⟨
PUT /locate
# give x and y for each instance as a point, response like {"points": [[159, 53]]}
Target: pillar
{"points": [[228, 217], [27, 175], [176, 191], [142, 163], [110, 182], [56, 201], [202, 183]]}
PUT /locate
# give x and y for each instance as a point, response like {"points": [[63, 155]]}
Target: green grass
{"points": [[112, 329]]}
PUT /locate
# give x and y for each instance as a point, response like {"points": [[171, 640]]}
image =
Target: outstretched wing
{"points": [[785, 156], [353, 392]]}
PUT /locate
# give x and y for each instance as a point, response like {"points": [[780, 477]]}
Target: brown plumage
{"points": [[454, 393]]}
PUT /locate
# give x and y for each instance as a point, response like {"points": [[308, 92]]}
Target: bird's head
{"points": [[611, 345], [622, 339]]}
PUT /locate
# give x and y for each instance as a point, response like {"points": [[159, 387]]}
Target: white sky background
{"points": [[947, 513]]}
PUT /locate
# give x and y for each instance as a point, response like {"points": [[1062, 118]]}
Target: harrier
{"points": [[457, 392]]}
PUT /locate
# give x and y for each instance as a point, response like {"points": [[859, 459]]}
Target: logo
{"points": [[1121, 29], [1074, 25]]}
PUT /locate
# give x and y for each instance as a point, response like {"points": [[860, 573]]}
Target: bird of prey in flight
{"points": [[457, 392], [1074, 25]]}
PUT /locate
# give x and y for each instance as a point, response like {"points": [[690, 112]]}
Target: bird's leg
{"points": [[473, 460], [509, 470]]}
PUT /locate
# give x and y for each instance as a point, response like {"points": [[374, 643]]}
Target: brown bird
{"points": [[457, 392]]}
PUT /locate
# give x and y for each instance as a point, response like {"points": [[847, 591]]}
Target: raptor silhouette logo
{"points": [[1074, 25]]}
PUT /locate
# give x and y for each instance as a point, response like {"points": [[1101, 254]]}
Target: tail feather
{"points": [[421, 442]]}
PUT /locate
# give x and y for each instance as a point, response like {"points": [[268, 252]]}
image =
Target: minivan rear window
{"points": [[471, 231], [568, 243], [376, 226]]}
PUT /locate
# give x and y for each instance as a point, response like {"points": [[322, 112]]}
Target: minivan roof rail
⟩
THE EXERCISE: Return all of the data exactly as it reads.

FULL ANSWER:
PUT /locate
# give x and y for each instance as a point, response like {"points": [[159, 53]]}
Target: pillar
{"points": [[228, 217], [27, 175], [176, 191], [142, 163], [110, 182], [56, 201], [202, 183]]}
PUT /locate
# give x and y for each instance as a point, response like {"points": [[63, 155]]}
Target: green grass
{"points": [[112, 329]]}
PUT /locate
# give x and y for each instance as a point, response like {"points": [[171, 640]]}
image =
Target: outstretched wing
{"points": [[785, 156], [353, 392]]}
PUT /locate
# give x and y for each instance as a point, response like {"points": [[780, 477]]}
Target: brown plumage
{"points": [[454, 393]]}
PUT /locate
# give x and y for each instance as a point, response like {"points": [[308, 92]]}
Target: bird's head
{"points": [[611, 345], [622, 339]]}
PUT /locate
# give x and y for each instance as a point, response like {"points": [[159, 387]]}
Target: white sky background
{"points": [[947, 513]]}
PUT /locate
# give x and y for each instance as a point, response like {"points": [[1062, 118]]}
Target: harrier
{"points": [[457, 392]]}
PUT /locate
# give x and y for each instance as a point, response like {"points": [[859, 459]]}
Target: logo
{"points": [[1121, 29], [1074, 25]]}
PUT /locate
# give x and y for each instance as a point, response like {"points": [[860, 573]]}
Target: bird of prey in flight
{"points": [[457, 392], [1074, 25]]}
PUT /locate
# give x and y for each instance as a point, response like {"points": [[690, 112]]}
Target: bird's leg
{"points": [[473, 460], [509, 470]]}
PUT /locate
# give x and y for each instance as a point, response like {"points": [[374, 643]]}
Target: brown bird
{"points": [[457, 392]]}
PUT /locate
# give x and y for each instance as a point, response like {"points": [[847, 591]]}
Target: raptor silhouette logo
{"points": [[1074, 25]]}
PUT /locate
# give x and y for each instance as a point, response like {"points": [[1101, 254]]}
Target: tail feather
{"points": [[421, 442]]}
PUT /locate
# give x and y for each instance as a point, response like {"points": [[268, 252]]}
image =
Target: minivan rear window
{"points": [[471, 231], [568, 243], [376, 226]]}
PUT /locate
# give x and y for each instance as a point, response like {"points": [[322, 112]]}
Target: minivan roof rail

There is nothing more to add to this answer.